◆ Required work
Substitute "areas" for "regions" in the records, from their start up to and including the line with "jersey collar", and give those lines again with nothing else altered.

◆ Task input
□ □ □ □ □ □ □
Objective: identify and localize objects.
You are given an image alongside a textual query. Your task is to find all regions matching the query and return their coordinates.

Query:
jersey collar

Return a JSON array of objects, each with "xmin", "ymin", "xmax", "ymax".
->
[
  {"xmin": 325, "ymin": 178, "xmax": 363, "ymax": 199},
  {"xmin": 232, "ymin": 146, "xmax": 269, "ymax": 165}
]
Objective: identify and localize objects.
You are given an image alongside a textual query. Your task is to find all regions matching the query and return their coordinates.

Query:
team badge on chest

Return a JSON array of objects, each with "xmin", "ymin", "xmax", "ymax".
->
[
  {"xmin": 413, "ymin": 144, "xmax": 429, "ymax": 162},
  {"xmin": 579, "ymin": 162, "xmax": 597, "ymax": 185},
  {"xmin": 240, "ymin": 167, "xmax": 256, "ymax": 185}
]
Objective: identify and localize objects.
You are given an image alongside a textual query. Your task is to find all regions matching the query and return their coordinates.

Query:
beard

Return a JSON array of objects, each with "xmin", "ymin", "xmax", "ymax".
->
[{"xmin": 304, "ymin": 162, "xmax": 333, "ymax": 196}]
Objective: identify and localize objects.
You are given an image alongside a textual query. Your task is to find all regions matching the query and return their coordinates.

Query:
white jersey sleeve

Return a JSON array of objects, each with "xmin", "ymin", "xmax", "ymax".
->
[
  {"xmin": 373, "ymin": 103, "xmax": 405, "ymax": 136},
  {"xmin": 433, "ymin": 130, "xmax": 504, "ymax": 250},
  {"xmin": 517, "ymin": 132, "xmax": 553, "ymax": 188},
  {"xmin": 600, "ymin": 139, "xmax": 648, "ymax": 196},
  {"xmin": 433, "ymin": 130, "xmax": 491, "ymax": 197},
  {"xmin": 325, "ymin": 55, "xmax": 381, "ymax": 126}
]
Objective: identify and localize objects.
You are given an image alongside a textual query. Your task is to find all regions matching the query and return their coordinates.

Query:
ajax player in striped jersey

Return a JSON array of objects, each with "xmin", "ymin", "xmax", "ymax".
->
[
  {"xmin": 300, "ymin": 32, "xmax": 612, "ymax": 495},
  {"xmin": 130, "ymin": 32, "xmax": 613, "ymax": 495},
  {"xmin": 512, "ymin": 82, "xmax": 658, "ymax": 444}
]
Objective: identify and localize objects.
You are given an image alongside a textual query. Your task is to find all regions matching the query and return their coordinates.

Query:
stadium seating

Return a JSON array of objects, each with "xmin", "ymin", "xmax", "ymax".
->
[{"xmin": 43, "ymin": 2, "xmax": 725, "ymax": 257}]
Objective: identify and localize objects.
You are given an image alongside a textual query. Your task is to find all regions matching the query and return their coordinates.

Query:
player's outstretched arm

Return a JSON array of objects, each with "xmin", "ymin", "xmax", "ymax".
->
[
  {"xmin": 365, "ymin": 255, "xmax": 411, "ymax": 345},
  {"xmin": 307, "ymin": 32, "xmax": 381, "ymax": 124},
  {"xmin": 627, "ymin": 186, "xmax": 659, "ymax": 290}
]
□ □ □ □ □ □ □
◆ Solution to the exercise
Objective: identify and localize objects.
You are given an image alongside a textual query. Your task is to find all areas matching the query and return their coordinates.

Query:
jersey collar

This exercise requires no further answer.